— START TEXT EXTRACT —
In addition to the levels of coverage, there are also eight types of home insurance to choose. They provide different levels of coverage based on the type of property.

  • HO-1: Basic Form
  • HO-2: Broad Form
  • HO-3: Special Form
  • HO-4: Tenant’s Form
  • HO-5: Comprehensive Form
  • HO-6: Condo Form
  • HO-7: Mobile Home Form
  • HO-8: Older Home Form

The HO-1 is the most limited in terms of coverage and protects your home and belongings from the following named perils:

  • Fire and smoke (including wildfires)
  • Explosions
  • Lightning
  • Vandalism
  • Theft
  • Damage from vehicles
  • Damage from aircrafts
  • Damage from riots
  • Volcanic eruptions

The HO-2 policy is essentially an upgrade to the HO-1 policy and will cover your home and belongings against six additional perils:

  • Falling objects
  • Excess weight due to snow, ice, or sleet
  • Freezing of household amenities (i.e., AC/Heating system)
— END TEXT EXTRACT —
— START EXTRACTED RECORDS —
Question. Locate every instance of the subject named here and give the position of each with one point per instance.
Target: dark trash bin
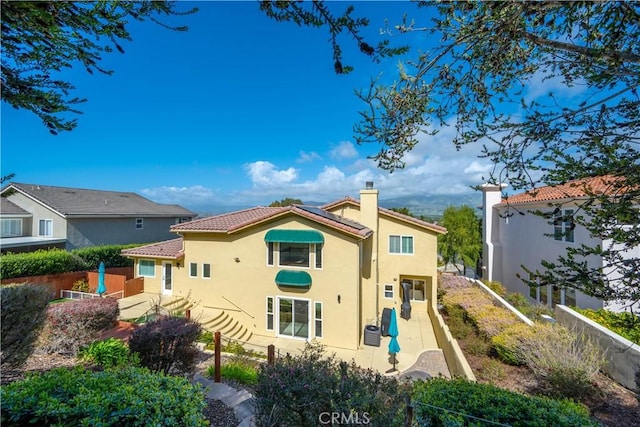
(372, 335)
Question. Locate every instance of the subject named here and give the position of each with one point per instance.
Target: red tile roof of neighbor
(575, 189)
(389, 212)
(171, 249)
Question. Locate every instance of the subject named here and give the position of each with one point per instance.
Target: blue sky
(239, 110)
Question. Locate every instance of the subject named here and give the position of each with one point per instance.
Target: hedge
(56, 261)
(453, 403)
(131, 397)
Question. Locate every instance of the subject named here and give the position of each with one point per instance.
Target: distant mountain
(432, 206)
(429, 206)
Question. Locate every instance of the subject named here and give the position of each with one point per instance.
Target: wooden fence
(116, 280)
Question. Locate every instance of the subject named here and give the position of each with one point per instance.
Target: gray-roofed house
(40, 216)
— END EXTRACTED RECORDS —
— START EXTRACTED RECORDS —
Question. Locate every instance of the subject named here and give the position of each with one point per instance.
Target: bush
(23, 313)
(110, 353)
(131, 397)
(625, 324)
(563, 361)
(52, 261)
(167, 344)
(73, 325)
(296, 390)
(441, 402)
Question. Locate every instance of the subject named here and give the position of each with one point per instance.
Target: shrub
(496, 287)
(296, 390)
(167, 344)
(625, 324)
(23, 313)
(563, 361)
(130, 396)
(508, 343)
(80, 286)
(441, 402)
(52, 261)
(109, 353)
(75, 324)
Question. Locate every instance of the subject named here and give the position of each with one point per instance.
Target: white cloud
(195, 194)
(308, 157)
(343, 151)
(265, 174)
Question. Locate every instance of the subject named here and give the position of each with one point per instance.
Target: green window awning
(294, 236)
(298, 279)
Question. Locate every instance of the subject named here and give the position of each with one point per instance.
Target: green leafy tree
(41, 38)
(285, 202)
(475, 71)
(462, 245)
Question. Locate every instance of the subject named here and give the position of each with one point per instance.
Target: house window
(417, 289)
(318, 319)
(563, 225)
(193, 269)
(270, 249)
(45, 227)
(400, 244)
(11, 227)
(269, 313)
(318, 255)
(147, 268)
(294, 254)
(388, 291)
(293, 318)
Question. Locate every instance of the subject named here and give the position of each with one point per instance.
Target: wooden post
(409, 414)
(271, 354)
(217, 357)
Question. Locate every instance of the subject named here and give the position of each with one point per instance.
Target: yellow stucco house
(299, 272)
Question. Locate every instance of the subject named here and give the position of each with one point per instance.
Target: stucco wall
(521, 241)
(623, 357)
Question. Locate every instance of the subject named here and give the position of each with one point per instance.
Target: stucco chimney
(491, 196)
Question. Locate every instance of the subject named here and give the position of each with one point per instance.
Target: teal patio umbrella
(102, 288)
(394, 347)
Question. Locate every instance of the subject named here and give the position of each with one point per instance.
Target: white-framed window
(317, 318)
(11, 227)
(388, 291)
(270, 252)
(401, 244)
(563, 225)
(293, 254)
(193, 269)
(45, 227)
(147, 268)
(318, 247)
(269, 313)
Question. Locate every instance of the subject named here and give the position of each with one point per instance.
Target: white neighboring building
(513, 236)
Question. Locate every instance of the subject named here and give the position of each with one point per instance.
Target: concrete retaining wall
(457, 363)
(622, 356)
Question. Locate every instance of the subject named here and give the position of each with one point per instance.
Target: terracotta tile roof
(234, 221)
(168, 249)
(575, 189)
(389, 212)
— END EXTRACTED RECORDS —
— START EXTRACTED RECORDS —
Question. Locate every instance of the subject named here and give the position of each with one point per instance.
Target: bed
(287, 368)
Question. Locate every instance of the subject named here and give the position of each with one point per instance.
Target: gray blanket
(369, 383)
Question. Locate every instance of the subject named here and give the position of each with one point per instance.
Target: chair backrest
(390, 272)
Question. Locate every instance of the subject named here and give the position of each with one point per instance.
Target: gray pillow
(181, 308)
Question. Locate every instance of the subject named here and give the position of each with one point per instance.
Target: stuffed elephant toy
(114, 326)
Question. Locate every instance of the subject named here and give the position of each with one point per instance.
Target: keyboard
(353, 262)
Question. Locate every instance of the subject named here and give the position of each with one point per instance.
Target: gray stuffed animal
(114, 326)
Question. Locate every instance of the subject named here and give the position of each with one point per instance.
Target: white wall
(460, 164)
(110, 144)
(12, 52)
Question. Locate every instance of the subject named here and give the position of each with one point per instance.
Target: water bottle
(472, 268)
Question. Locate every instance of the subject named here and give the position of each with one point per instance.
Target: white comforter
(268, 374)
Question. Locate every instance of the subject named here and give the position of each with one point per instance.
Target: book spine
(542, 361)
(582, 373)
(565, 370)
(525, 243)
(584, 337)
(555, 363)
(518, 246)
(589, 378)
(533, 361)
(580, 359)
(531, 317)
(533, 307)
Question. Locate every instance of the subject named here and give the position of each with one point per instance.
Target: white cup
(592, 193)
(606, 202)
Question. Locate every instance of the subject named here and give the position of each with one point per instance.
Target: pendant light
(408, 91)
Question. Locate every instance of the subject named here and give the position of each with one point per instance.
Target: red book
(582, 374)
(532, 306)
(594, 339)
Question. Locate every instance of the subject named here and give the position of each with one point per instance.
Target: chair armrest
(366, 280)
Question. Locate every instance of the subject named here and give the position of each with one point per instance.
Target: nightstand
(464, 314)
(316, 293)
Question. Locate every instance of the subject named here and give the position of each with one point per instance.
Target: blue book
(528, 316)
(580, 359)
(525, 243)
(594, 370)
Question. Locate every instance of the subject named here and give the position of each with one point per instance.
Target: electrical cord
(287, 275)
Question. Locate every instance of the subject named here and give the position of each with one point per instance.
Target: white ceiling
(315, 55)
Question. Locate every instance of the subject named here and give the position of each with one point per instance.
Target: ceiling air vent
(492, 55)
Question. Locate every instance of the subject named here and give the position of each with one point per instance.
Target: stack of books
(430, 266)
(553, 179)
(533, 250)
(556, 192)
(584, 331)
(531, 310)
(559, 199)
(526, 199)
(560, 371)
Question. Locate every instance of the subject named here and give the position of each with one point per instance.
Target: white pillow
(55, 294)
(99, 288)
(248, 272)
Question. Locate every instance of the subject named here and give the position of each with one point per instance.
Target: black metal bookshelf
— END EXTRACTED RECORDS —
PROMPT 1
Reproduce the home insurance text from "In addition to" up to and including "type of property.", swapping "eight" for "several".
PROMPT 2
Answer these questions using the home insurance text:
(a) What is the name of the HO-4 form?
(b) Against how many additional perils does the HO-2 policy cover a home and belongings?
(c) How does the text describe the HO-1 in terms of coverage?
Base your responses solely on the home insurance text, not on the data.

TASK RESULT 1
In addition to the levels of coverage, there are also several types of home insurance to choose. They provide different levels of coverage based on the type of property.

TASK RESULT 2
(a) Tenant’s Form
(b) Six
(c) It is the most limited in terms of coverage.